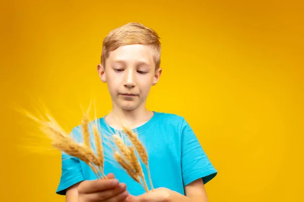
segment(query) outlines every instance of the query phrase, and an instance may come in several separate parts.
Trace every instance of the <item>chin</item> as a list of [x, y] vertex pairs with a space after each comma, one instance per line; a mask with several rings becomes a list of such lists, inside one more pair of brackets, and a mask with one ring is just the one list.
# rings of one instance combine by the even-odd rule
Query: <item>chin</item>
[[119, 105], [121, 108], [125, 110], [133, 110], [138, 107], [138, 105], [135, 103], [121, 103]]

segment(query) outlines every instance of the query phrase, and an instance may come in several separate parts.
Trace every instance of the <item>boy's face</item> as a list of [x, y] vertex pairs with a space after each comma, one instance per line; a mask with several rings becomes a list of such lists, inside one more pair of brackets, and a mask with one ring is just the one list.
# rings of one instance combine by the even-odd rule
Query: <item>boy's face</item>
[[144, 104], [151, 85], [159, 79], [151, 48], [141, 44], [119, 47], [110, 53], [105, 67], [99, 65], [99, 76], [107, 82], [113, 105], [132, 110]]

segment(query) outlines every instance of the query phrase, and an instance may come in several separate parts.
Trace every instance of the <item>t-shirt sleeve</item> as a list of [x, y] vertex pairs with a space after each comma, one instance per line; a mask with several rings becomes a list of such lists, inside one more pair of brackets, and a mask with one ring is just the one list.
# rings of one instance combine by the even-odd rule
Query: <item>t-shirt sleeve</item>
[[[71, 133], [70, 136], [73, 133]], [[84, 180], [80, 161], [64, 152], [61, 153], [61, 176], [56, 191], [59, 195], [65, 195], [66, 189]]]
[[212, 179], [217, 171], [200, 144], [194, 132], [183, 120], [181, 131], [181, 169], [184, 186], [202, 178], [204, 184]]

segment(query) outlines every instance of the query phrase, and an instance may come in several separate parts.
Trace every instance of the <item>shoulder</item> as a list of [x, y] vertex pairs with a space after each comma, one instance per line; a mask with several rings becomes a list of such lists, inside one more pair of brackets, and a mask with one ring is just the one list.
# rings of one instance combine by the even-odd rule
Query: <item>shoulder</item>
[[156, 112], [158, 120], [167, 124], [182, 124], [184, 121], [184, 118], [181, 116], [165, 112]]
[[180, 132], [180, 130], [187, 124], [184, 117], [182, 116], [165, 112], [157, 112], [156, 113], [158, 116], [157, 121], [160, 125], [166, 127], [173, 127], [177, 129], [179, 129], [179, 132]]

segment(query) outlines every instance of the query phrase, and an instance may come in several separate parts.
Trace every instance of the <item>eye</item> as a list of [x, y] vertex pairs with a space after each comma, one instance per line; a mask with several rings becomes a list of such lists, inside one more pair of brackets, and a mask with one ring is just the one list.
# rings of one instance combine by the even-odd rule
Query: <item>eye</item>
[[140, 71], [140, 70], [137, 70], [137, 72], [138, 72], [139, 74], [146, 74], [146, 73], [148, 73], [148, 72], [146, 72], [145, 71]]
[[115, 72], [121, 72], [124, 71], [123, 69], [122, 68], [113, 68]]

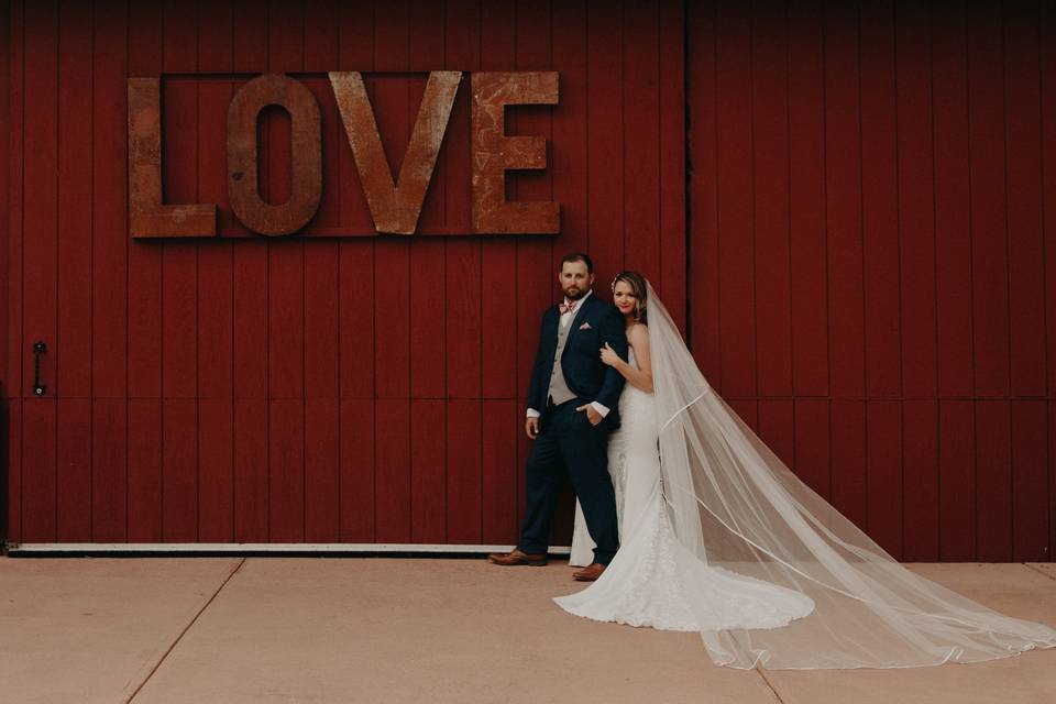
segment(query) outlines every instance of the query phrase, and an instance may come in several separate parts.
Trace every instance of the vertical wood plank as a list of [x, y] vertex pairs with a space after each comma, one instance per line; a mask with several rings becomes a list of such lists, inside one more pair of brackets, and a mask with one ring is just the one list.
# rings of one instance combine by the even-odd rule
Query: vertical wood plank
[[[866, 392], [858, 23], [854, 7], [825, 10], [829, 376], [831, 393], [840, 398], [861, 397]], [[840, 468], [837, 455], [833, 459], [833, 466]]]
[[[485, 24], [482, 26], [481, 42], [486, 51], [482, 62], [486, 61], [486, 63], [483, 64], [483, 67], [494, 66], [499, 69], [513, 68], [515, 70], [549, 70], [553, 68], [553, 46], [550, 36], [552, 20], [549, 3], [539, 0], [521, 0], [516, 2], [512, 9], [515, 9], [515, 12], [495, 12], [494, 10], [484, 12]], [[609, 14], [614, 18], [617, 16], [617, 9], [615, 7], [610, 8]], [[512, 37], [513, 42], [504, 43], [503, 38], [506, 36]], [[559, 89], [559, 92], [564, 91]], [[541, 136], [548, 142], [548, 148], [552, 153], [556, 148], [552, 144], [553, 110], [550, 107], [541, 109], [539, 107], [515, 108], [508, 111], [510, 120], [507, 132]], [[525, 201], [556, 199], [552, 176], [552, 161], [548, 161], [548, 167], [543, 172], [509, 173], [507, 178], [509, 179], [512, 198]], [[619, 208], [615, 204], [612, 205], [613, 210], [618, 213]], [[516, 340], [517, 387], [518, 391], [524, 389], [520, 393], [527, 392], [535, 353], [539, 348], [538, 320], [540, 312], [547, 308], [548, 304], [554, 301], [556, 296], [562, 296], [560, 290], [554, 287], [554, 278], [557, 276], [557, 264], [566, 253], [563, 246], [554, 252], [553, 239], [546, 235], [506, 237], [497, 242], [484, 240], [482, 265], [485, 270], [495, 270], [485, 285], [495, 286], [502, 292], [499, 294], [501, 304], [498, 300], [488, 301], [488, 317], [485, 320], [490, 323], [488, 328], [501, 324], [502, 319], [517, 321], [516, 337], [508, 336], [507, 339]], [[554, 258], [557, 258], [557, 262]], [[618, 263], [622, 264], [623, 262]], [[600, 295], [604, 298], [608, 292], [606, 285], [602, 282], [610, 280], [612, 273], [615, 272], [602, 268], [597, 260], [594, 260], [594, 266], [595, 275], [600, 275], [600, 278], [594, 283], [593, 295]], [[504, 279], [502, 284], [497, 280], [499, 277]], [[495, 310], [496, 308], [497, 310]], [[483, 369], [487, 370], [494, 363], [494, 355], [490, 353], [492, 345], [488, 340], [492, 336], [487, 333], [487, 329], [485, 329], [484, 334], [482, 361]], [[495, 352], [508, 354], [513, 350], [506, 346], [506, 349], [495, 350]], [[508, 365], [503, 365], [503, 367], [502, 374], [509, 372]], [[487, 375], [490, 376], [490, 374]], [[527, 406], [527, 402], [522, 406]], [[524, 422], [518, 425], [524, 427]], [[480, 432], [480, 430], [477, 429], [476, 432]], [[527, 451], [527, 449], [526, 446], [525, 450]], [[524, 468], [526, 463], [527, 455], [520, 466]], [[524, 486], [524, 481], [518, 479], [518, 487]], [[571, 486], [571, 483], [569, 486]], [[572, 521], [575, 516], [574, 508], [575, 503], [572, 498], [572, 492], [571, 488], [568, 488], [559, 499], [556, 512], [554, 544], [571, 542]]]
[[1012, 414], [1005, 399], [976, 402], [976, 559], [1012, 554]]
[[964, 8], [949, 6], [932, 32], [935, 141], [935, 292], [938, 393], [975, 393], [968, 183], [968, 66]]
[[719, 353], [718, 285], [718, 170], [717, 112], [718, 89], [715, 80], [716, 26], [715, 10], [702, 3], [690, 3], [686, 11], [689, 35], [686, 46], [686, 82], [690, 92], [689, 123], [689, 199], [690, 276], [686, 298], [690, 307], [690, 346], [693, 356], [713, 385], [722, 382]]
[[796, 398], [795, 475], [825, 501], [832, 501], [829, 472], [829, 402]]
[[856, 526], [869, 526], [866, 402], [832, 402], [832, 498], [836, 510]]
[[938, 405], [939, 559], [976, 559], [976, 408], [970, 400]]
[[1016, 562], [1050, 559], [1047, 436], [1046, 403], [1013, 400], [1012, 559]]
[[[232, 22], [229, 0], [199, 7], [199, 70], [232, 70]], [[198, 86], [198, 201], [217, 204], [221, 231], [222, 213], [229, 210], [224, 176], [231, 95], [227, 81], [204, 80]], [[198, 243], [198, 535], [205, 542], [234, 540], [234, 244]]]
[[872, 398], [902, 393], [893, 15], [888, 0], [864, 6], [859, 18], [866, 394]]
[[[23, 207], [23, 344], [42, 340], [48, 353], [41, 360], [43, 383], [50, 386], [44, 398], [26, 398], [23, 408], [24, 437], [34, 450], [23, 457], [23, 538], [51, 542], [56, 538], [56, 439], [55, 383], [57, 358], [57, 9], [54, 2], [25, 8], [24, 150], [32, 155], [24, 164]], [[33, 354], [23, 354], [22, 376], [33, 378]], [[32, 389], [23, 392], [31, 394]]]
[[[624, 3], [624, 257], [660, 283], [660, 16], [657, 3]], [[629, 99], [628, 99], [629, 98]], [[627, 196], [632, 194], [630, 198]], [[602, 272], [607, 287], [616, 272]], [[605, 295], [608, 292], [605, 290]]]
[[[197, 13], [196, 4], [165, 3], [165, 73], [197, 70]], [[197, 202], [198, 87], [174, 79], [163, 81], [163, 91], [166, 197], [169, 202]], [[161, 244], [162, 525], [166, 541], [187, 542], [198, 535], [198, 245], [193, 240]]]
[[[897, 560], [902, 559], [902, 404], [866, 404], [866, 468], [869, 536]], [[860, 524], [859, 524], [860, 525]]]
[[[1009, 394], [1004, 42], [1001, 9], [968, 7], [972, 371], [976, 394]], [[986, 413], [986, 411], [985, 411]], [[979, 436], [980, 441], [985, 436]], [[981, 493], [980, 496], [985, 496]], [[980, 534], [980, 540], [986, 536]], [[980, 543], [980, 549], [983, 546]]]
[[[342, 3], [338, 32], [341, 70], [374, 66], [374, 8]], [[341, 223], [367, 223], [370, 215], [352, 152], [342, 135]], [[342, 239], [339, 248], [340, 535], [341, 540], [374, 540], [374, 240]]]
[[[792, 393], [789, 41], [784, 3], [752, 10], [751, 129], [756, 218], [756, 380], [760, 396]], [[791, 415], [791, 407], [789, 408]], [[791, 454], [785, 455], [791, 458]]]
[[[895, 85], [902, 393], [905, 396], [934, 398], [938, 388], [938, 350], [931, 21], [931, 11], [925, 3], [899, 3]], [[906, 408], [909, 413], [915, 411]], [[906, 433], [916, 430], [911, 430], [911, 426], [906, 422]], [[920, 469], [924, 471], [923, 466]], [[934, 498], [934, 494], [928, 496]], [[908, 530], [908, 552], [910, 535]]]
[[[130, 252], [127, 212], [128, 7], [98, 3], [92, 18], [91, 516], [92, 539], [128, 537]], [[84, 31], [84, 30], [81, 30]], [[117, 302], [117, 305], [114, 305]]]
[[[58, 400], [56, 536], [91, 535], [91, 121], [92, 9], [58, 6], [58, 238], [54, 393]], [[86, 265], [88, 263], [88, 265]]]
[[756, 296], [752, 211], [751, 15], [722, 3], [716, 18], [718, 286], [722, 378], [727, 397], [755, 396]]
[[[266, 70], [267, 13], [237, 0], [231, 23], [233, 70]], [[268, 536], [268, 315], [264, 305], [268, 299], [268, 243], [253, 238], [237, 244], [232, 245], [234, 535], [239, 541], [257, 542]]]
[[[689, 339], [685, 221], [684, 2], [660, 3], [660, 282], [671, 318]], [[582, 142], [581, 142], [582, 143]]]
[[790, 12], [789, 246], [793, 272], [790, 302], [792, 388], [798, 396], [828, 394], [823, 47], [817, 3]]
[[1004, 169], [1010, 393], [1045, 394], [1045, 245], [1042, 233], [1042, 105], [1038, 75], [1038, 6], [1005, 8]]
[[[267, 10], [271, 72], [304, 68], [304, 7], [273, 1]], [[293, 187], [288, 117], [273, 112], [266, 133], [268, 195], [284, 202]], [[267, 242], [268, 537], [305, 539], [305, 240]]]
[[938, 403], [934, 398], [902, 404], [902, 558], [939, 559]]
━━━━━━━━━━━━━━━━━━━━━━━━━━━━━━
Copy the lines above word for word, from the very first one down to the one containing "103], [121, 103]]", both included. Leave the pictures out of your copy.

*COMPLETE RESPONSE:*
segment(query) outlines every instance of the query phrase, and an instance may come in several separate parts.
Trace every instance of the <item>chin</item> as a list of [x, y] vertex pairs with a space after each comma, one instance per line; a mask with several rings becomes a list of such lists, inside one more pair of brackets, and a mask with one ring is just the one list.
# rings of one instance combine by the even-odd rule
Query: <item>chin</item>
[[119, 105], [121, 108], [125, 110], [133, 110], [138, 107], [138, 105], [135, 103], [121, 103]]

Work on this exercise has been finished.